Your instructions: Working from the entries below, give again each line from the first through the one containing "[tag] man's dark", exactly and with nothing else.

----- Extracted data

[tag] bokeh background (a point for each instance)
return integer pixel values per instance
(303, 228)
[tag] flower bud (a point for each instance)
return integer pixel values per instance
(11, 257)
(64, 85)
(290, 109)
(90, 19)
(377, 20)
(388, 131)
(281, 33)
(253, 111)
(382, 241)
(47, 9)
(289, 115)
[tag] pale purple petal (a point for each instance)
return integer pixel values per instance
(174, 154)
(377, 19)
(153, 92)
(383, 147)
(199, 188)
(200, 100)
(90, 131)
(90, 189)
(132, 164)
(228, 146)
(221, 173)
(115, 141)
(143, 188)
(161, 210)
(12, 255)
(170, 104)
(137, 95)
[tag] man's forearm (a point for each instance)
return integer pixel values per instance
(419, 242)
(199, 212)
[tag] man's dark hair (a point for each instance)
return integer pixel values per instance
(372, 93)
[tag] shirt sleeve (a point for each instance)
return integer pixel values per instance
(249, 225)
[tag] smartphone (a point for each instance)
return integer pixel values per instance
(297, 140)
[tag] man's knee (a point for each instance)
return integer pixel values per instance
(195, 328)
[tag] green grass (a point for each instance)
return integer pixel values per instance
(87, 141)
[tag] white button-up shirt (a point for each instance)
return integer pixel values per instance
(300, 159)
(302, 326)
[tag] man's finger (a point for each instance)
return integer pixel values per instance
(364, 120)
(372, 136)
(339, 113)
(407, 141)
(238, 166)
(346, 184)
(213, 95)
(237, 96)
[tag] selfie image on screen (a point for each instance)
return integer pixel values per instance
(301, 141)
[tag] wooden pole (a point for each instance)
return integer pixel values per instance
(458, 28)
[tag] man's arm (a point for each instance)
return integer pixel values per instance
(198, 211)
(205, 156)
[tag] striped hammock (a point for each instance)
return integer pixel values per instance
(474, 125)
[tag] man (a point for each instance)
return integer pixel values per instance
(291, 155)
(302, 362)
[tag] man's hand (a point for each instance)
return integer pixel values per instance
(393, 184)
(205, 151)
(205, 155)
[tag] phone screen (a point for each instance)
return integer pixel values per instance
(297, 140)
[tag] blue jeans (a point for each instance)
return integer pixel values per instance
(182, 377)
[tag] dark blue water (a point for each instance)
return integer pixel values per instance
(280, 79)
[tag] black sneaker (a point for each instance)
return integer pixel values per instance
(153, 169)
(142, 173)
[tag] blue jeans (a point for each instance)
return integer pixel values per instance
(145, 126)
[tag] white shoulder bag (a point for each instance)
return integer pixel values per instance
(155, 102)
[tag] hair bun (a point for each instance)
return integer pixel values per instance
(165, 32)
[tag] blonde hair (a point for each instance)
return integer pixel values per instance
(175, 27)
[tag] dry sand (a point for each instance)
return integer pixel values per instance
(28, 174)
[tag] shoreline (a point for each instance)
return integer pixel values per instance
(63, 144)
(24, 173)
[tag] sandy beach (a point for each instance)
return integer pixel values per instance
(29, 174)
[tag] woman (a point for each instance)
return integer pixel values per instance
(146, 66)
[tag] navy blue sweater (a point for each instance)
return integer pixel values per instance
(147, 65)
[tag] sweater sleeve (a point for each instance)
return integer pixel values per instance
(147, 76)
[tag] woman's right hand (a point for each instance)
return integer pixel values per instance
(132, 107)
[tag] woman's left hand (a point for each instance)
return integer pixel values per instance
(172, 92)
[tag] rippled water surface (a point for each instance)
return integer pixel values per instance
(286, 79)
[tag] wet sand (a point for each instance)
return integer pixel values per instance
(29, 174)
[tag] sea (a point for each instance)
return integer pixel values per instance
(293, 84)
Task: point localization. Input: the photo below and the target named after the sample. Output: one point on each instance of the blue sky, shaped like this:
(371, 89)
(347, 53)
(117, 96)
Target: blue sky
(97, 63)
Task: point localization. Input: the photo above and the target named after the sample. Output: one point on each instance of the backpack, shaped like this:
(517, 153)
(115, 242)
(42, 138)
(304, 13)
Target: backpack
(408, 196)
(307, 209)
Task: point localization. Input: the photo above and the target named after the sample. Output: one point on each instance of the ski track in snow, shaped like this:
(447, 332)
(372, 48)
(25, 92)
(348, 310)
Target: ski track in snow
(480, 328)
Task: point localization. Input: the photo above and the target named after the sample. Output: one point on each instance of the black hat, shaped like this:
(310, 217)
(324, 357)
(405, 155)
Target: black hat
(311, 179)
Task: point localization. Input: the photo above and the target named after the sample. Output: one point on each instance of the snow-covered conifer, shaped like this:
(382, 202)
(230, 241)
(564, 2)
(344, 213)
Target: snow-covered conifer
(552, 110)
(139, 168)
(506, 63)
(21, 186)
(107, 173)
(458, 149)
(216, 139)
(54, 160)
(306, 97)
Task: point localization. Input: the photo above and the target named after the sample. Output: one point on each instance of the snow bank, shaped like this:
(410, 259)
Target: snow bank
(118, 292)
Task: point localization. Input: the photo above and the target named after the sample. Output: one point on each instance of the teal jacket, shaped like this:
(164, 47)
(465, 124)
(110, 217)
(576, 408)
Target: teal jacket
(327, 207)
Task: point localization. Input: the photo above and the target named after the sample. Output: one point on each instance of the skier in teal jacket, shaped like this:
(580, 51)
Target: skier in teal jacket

----------

Solution:
[tag] bokeh background (a point for each instance)
return integer pixel values per instance
(303, 228)
[tag] flower bud (a point for each instance)
return integer pixel values per instance
(11, 257)
(64, 85)
(290, 109)
(90, 19)
(377, 20)
(388, 131)
(281, 33)
(253, 111)
(382, 241)
(47, 9)
(289, 115)
[tag] pale purple petal (a point for each instance)
return integer pixel values per instance
(174, 154)
(377, 19)
(153, 92)
(383, 147)
(199, 188)
(200, 100)
(90, 131)
(90, 189)
(132, 164)
(228, 146)
(221, 173)
(115, 141)
(143, 188)
(161, 210)
(12, 255)
(170, 104)
(137, 95)
[tag] man's forearm (a point for each instance)
return integer pixel values per instance
(419, 242)
(199, 212)
[tag] man's dark hair (a point for each instance)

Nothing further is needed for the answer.